[Opening PASSAGE section]

Playwright and feminist activist Eve Ensler is the creator of The Vagina Monologues, a series of vignettes about women's relationships with their hoohas.

Ensler had a difficult upbringing and was subjected to violence and sexual abuse at the hands of her father, which contributed to bouts of alcoholism and, ultimately, her dedication to women's causes. She was in her mid-40s when she first achieved major success with The Vagina Monologues, which opened in 1996 and was an instant word-of-mouth sensation. It's since been performed on hundreds of college campuses and in dozens of countries from Turkey to China. Alas, Ensler's more recent plays haven't fared nearly as well: 2004's The Good Body-about what the perennially black bobbed, red lipsticked playwright views as women's dysfunctional obsession with their looks-earned middling reviews; 2006's The Treatment was critically panned with the Times' Charles Isherwood declaring it an "overwrought amalgam of psychodrama and political sermonizing." Ensler runs a writing group at Bedford Hills Correctional Facility for Women, which got the documentary treatment in What I Want My Words To Do To You. Also in 2006 Ensler published a memoir, Insecure at Last: Losing it in a Security Obsessed World.

Ensler continues to be best known for The Vagina Monologues, and "V" day—February 14th—a day she reclaimed as Vagina Day. Jane Fonda, Glen Close, Teri Hatcher, Susan Sarandon, Winona Ryder, Brooke Shields, Calista Flockhart, and Oprah Winfrey have all taken part in V-Day, a performance of The Vagina Monologues every Valentine's Day which raises money to battle crimes against women, and boosts participants' political cred in the process. Ensler continues her campaign to end violence against women, concentrating on areas like Haiti, the Democratic Republic of Congo, and post-Katrina New Orleans where hundreds of thousands of women are brutally raped and mistreated.

At the age of 26, Ensler married bartender Richard McDermott and adopted his teenage son, future primetime hunk Dylan McDermott. The couple divorced in 1989 and Ensler began seeing Ariel Orr Jordan, a psychotherapist. In 2005, the couple split; their break-up made headlines when they wrangled over ownership of their West Village residence, as well as over profits derived from The Vagina Monologues, which Jordan claims was based on his therapy workshop "If your vagina could talk, what would it say?"

In 2010 Ensler was diagnosed with aggressive uterine cancer and underwent a series of chemotherapy sessions and invasive surgery complicated by infection. As of 2012 she is in remission and cancer free.

[Closing PASSAGE section]

=== QUESTIONS ON THE MATERIAL ===
[1] Decide whether each statement agrees with the passage on Eve Ensler: (a) The Vagina Monologues opened in 1996; (b) The Treatment drew strong reviews; (c) Ensler was diagnosed with cancer in 2010. Answer yes or no for each and quote the deciding words of the passage.
[2] Swap "Valentine's Day" for "Mother's Day" and write out the passage on Eve Ensler again, beginning at the words "Ensler continues to" and stopping after "raped and mistreated.".
The lines after this point have nothing to do with the passage on Eve Ensler.

[Opening RECORD EXTRACTS section]

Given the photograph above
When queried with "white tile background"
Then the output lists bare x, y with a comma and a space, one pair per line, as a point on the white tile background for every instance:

[Closing RECORD EXTRACTS section]
[Opening RECORD EXTRACTS section]

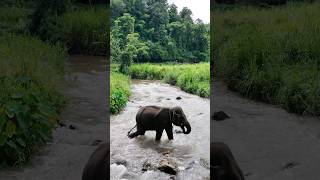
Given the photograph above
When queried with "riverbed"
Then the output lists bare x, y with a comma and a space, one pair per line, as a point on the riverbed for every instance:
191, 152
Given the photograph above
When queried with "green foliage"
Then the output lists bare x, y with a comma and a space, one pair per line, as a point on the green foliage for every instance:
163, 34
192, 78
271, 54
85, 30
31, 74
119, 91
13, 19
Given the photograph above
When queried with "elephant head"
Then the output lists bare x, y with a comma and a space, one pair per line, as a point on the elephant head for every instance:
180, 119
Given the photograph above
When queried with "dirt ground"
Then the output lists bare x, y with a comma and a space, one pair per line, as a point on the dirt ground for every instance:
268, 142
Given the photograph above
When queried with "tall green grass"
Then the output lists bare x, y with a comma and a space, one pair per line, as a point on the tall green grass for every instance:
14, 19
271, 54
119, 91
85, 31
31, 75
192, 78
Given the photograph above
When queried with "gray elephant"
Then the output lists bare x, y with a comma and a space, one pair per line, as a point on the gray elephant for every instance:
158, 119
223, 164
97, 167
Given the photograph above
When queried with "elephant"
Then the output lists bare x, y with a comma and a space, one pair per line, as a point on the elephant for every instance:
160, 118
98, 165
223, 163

[Closing RECORD EXTRACTS section]
[Opening RECORD EXTRACTS section]

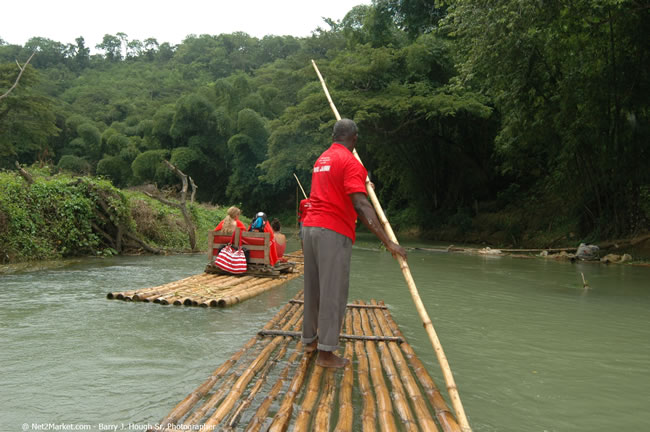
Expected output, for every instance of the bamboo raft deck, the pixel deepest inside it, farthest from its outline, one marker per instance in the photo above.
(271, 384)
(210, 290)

[Closing RECORD EXTRACTS section]

=== RESULTS IN ORDER ===
[1]
(a) Yes: "which opened in 1996"
(b) No: "2006's The Treatment was critically panned"
(c) Yes: "In 2010 Ensler was diagnosed with aggressive uterine cancer"

[2]
Ensler continues to be best known for The Vagina Monologues, and "V" day—February 14th—a day she reclaimed as Vagina Day. Jane Fonda, Glen Close, Teri Hatcher, Susan Sarandon, Winona Ryder, Brooke Shields, Calista Flockhart, and Oprah Winfrey have all taken part in V-Day, a performance of The Vagina Monologues every Mother's Day which raises money to battle crimes against women, and boosts participants' political cred in the process. Ensler continues her campaign to end violence against women, concentrating on areas like Haiti, the Democratic Republic of Congo, and post-Katrina New Orleans where hundreds of thousands of women are brutally raped and mistreated.